Parts of the exercise
1. Answer these questions about the forum thread below that congratulates RuK:
(a) How many posts does Kelly B thank RuK for?
(b) Who is quoted as saying "Gawd loveaduck!"?
(c) What does RuK compare the forum to?
2. Carry on the forum thread below that congratulates RuK on 1000 posts, picking up after its last reply.

Passage provided
------------
# Joyeux Postiversaire à RuK!



## Kelly B

Congratulations and thanks for 1000 fine posts.


----------



## rsweet

"Gawd loveaduck!"—RuK
 Glad you're around to help us get it right!   

Congratulations!​
CELEBRATE!!!​


----------



## anangelaway

RuK, félicitations !!! Un plaisir de t'avoir parmi nous ! Merci pour toute ton aide !  

_BRAVO ! _​


----------



## Nunty

Wonderful, RuK. Thank you for 1000 great posts.


----------



## texasweed

YEEHAAW! You rule Ruk 
{{{hugs}}}


----------



## carolineR

You're a big RUK of strenghth, Ruk 
 C


----------



## RuK

Wow! Thanks a lot! This forum is such fun - like a huge, real-life word game - and I get to make friends, too!
------------
Recorded data
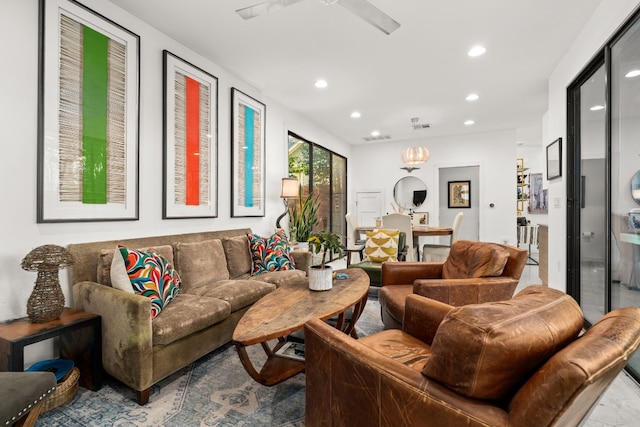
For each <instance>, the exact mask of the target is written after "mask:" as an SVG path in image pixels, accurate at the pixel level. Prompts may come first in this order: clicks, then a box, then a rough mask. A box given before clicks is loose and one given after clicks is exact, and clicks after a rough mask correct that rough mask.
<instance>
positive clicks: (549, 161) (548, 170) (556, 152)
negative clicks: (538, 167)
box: [547, 138, 562, 180]
mask: <svg viewBox="0 0 640 427" xmlns="http://www.w3.org/2000/svg"><path fill="white" fill-rule="evenodd" d="M561 176H562V138H558V139H556V140H555V141H553V142H552V143H551V144H549V145H547V179H548V180H552V179H556V178H560V177H561Z"/></svg>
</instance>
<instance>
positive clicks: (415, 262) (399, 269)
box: [381, 262, 444, 286]
mask: <svg viewBox="0 0 640 427" xmlns="http://www.w3.org/2000/svg"><path fill="white" fill-rule="evenodd" d="M443 264H444V263H442V262H385V263H384V264H383V265H382V283H381V285H382V286H388V285H410V284H412V283H413V282H414V280H416V279H439V278H440V277H442V265H443Z"/></svg>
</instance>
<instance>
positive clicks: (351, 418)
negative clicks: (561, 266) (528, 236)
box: [305, 286, 640, 427]
mask: <svg viewBox="0 0 640 427" xmlns="http://www.w3.org/2000/svg"><path fill="white" fill-rule="evenodd" d="M582 326H583V318H582V312H581V311H580V308H579V307H578V305H577V304H576V303H575V301H573V299H572V298H571V297H569V296H568V295H566V294H564V293H562V292H560V291H556V290H553V289H550V288H546V287H543V286H531V287H529V288H527V289H525V290H523V291H521V292H520V293H518V295H516V296H515V297H514V298H513V299H512V300H509V301H502V302H493V303H485V304H474V305H466V306H463V307H452V306H449V305H447V304H443V303H441V302H438V301H435V300H431V299H428V298H423V297H420V296H417V295H410V296H409V297H407V305H406V312H405V319H404V330H397V329H391V330H385V331H382V332H379V333H376V334H373V335H370V336H367V337H364V338H361V339H359V340H355V339H353V338H351V337H350V336H347V335H345V334H343V333H341V332H339V331H337V330H335V329H334V328H332V327H330V326H328V325H326V324H324V323H323V322H321V321H319V320H313V321H310V322H308V323H307V324H306V325H305V346H306V351H305V353H306V426H307V427H315V426H346V425H349V426H367V427H370V426H418V425H429V426H432V427H440V426H461V425H464V426H518V427H528V426H531V427H533V426H535V427H542V426H575V425H578V424H579V423H580V421H581V420H582V419H583V418H584V417H585V416H586V414H587V413H588V412H589V410H590V408H591V407H592V406H593V405H594V404H595V403H596V402H597V400H598V399H599V397H600V396H601V394H602V393H603V391H604V390H605V389H606V388H607V387H608V385H609V384H610V383H611V382H612V381H613V379H614V378H615V377H616V376H617V374H618V373H619V372H620V371H621V370H622V369H623V368H624V366H625V365H626V363H627V360H628V359H629V358H630V357H631V356H632V355H633V353H634V352H635V351H636V350H637V348H638V344H639V343H640V309H638V308H637V307H627V308H623V309H618V310H615V311H613V312H611V313H609V314H607V315H606V316H604V317H603V318H602V319H601V320H600V321H599V322H597V323H596V324H594V325H593V326H592V327H591V328H589V330H588V331H587V332H586V333H584V334H583V335H582V336H580V337H579V338H578V334H580V331H581V329H582Z"/></svg>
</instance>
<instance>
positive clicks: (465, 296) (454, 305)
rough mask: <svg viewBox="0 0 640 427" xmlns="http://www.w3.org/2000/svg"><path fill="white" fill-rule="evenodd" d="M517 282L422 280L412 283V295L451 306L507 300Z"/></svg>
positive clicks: (506, 277) (471, 279)
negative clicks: (440, 302)
mask: <svg viewBox="0 0 640 427" xmlns="http://www.w3.org/2000/svg"><path fill="white" fill-rule="evenodd" d="M516 286H518V281H517V280H515V279H513V278H511V277H502V276H500V277H480V278H472V279H447V280H424V279H419V280H416V281H414V282H413V293H414V294H416V295H421V296H423V297H427V298H431V299H435V300H437V301H441V302H443V303H445V304H449V305H452V306H456V307H457V306H461V305H466V304H479V303H482V302H487V301H500V300H507V299H510V298H511V297H512V296H513V292H514V291H515V289H516Z"/></svg>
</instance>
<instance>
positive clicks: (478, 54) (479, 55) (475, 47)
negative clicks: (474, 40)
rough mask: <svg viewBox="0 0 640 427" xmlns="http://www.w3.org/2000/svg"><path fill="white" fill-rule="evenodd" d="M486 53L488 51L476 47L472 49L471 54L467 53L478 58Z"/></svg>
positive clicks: (471, 48) (477, 47)
mask: <svg viewBox="0 0 640 427" xmlns="http://www.w3.org/2000/svg"><path fill="white" fill-rule="evenodd" d="M486 51H487V49H485V48H484V47H483V46H474V47H472V48H471V50H470V51H469V53H467V55H469V56H471V57H476V56H480V55H482V54H483V53H485V52H486Z"/></svg>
------------
Outputs for the tasks
1.
(a) 1000
(b) RuK
(c) A huge, real-life word game

2.
----------



## geve

Donnez-moi un R... donnez-moi un U... donnez-moi un K... *bravo** RuK !*


----------



## KaRiNe_Fr

Pour ta disponibilité et tes explications toujours pertinentes même en PM : merci (*) ! 

(*) replay with speed control to fast!


----------



## zaby

Félicitations et Merci Ruk !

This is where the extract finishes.